Convert the rows below into a numbered list, leaving out any blank lines.

[begin Source data]

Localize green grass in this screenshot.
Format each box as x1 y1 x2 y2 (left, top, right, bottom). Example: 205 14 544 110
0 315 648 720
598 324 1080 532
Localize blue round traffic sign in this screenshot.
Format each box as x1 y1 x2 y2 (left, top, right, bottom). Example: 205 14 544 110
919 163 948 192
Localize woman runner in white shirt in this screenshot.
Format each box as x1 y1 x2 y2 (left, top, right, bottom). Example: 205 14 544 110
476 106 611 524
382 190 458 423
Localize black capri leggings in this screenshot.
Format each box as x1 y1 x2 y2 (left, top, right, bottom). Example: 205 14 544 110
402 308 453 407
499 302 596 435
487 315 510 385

[end Source data]

Task response:
1. Localize green grass in this screenshot.
2. Format each box as x1 y1 x2 y2 (left, top, right, bottom). Example: 205 14 544 110
3. 0 315 648 720
4. 598 324 1080 532
5. Localize blue round traffic sign in this screenshot.
6. Format each box as x1 y1 x2 y2 (left, top, right, bottom). Example: 205 14 544 110
7. 919 163 948 192
8. Localize woman runner in white shirt in this screenshot.
9. Format each box as x1 y1 x2 y2 (left, top, right, bottom). Example: 205 14 544 110
10. 476 106 611 524
11. 382 190 458 423
12. Localize black capri leggings in this screenshot.
13. Format each box as x1 y1 x2 y2 (left, top, right, bottom). Example: 205 14 544 110
14. 402 308 453 407
15. 499 302 596 435
16. 487 315 510 385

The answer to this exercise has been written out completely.